- _Given task A_
According to the separation agreement excerpt, to whom may the Employee disclose the terms of the Agreement?
- _Given task B_
Decide whether each statement agrees with the separation agreement excerpt, answering yes or no and quoting the deciding words: (i) The Employee must inform the Employer if he reports possible violations of law to a government agency. (ii) The Employee acknowledges that he has not reported any work-related injury or illness. (iii) The Employee's interest in unvested options is released under the Agreement.
- _Given task C_
Resume the separation agreement excerpt after its final sentence.

- _Excerpt to read_
-- BEGIN --

9.                                      Employee agrees that, except as specifically provided in this Agreement, there is no compensation, benefits, or other payments due or owed to him by each or any of the Releasees, including, without limitation, the Employer, and there are no payments due or owed to him in connection with his employment by or the termination of his employment with each or any of the Releasees, including without limitation, any interest in unvested options, SARs, restricted stock or other equity issued to, expected by or contemplated by any of the Releasees (which interest is specifically released herein) or any other benefits (including, without limitation, any other severance benefits).  For clarity, Employee acknowledges that upon his separation date, he has no further rights

 

 

under any bonus arrangement or option plan of Employer. Employee further acknowledges that he has not experienced or reported any work-related injury or illness.

 

10.                               Except where the Employer has disclosed or is required to disclose the terms of this Agreement pursuant to applicable federal or state law, rule or regulatory practice, Employer and Employee agree that the terms of this Agreement are confidential.  Employee will not disclose or publicize the terms of this Agreement and the amounts paid or agreed to be paid pursuant to this Agreement to any person or entity, except to his spouse, his attorney, his accountant, and to a government agency for the purpose of payment or collection of taxes or application for unemployment compensation benefits.  Employee agrees that his disclosure of the terms of this Agreement to his spouse, his attorney and his accountant shall be conditioned upon his obtaining agreement from them, for the benefit of the Employer, not to disclose or publicize to any person or entity the terms of this Agreement and the amounts paid or agreed to be paid under this Agreement. Employee understands that, notwithstanding any provisions of this Agreement, Employee is not prohibited or in any way restricted from reporting possible violations of law to a government agency or entity, and Employee is not required to inform Employer if he makes such reports.  Further, Employee agrees not to make any false, misleading, defamatory or disparaging statements, including in blogs, posts on Facebook, twitter, other forms of social media or any such similar communications, about Employer (including without limitation Employer’s products, services, partners, investors or personnel) and to refrain from taking any action designed to harm the public perception of the Employer or any of the Releasees.  Employee further agrees that he has disclosed to Employer all information, if any, in his possession, custody or control related to any legal, compliance or regulatory obligations of Employer and any failures to meet such obligations.

-- END --

- _Listing_
-- BEGIN --

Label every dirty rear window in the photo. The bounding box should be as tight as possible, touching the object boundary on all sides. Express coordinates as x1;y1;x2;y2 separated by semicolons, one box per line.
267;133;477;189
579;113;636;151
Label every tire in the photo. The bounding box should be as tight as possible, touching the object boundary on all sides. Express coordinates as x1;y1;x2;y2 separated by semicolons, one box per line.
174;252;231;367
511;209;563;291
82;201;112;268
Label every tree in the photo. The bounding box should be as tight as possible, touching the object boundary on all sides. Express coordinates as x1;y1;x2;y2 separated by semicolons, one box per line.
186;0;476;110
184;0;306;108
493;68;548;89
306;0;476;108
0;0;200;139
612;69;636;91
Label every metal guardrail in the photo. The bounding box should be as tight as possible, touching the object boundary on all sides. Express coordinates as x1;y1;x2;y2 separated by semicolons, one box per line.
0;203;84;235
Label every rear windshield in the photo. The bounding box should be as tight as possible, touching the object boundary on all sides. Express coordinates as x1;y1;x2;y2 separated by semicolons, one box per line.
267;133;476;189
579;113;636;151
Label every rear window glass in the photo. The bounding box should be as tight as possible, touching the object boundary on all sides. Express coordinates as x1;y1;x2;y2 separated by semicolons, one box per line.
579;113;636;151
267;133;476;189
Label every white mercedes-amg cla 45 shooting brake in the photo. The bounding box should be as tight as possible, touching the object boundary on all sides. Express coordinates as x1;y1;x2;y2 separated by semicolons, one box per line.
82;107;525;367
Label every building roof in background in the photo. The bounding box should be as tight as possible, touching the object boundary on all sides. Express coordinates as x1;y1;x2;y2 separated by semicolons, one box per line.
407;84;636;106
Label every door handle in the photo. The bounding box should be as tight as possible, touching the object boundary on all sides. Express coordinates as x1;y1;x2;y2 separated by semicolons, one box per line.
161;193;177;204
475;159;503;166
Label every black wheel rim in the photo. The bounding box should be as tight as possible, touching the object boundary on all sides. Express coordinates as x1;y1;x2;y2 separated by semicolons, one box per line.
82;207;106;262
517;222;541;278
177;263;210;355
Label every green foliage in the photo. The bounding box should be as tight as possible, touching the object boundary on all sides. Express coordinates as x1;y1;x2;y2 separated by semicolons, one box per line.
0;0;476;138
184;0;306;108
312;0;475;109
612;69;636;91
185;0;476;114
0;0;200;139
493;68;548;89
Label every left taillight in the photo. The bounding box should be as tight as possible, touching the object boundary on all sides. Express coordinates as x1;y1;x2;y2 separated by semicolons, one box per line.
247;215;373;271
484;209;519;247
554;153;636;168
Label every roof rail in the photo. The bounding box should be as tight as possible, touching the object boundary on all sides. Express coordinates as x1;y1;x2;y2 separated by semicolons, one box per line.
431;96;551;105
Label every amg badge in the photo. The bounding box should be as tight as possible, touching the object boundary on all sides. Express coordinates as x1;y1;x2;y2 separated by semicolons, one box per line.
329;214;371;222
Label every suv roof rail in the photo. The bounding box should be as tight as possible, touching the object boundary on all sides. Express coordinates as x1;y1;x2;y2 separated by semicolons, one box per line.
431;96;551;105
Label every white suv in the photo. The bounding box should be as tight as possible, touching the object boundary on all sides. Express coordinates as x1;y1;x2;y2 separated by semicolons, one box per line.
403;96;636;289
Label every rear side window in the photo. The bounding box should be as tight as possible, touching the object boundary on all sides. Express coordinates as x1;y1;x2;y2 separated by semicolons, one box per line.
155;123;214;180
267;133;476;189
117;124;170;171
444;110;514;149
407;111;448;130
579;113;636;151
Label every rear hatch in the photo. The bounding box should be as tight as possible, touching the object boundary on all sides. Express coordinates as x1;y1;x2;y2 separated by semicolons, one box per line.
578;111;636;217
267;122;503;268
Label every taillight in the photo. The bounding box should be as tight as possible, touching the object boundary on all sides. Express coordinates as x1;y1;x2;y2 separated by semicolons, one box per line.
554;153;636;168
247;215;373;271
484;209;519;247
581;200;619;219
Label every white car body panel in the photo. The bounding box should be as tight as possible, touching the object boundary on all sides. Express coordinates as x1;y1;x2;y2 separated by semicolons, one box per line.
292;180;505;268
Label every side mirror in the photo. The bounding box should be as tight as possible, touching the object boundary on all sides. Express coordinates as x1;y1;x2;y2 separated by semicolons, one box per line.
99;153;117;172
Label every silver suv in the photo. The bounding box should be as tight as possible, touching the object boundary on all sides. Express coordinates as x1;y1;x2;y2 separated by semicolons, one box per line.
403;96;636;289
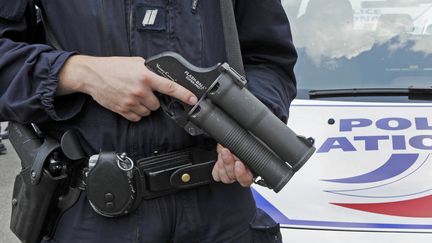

-- END --

- _Exercise output A_
His spouse, his attorney, his accountant, and a government agency for the purpose of payment or collection of taxes or application for unemployment compensation benefits.

- _Exercise output B_
(i) No: "Employee is not required to inform Employer if he makes such reports."
(ii) Yes: "he has not experienced or reported any work-related injury or illness"
(iii) Yes: "any interest in unvested options, SARs, restricted stock or other equity issued to, expected by or contemplated by any of the Releasees (which interest is specifically released herein)"

- _Exercise output C_
 

11.                               The terms of this Agreement are not to be considered as an admission on behalf of either party.  Neither this Agreement nor its terms shall be admissible as evidence of any liability or wrongdoing by each or any of the Releasees in any judicial, administrative or other proceeding now pending or hereafter instituted by any person or entity.  The Employer is entering into this Agreement solely for the purpose of effectuating a mutually satisfactory separation of Employee’s employment.

 

12.                               Sections 12 and 13 (Governing Law, Jurisdiction) of the Executive Agreement shall also apply to this Agreement.

 

13.                               Along with the surviving provisions of the Executive Agreement, including but not limited to Sections 7, 8 and 9, this Agreement constitutes a complete and final agreement between the parties and supersedes and replaces all prior or contemporaneous agreements, offer letters, severance policies and plans, negotiations, or discussions relating to the subject matter of this Agreement and no other agreement shall be binding upon each or any of the Releasees, including, but not limited to, any agreement made hereafter, unless in writing and signed by an officer of the Employer, and only such agreement shall be binding against the Employer.

 

14.                               Employee is advised, and acknowledges that he has been advised, to consult with an attorney before signing this Agreement.

 

15.                               Employee acknowledges that he is signing this Agreement voluntarily, with full knowledge of the nature and consequences of its terms.

 

16.                               All executed copies of this Agreement and photocopies thereof shall have the same force and effect and shall be as legally binding and enforceable as the original.

 

 

17.                               Employee acknowledges that he has been given up to twenty-one (21) days within which to consider this Agreement before signing it.  Subject to paragraph 18 below, this Agreement will become effective on the date of Employee’s signature hereof.

 

18.                               For a period of seven (7) calendar days following his signature of this Agreement, Employee may revoke the Agreement, and the Agreement shall not become effective or enforceable until the seven (7) day revocation period has expired.  Employee may revoke this Agreement at any time within that seven (7) day period, by sending a written notice of revocation to the Human Resources Department of Employer. Such written notice must be actually received by the Employer within that seven (7) day period in order to be valid.  If a valid revocation is received within that seven (7) day period, this Agreement shall be null and void for all purposes and no severance shall be paid.  If Employee does not revoke this agreement, payment of the severance pay amount set forth in the Employee’s Executive Agreement will be paid in the manner and at the time(s) described in the Executive Agreement.

 

IN WITNESS WHEREOF, the Parties have read, understand and do voluntarily execute this Separation Agreement and General Release which consists of [NUMBER] pages.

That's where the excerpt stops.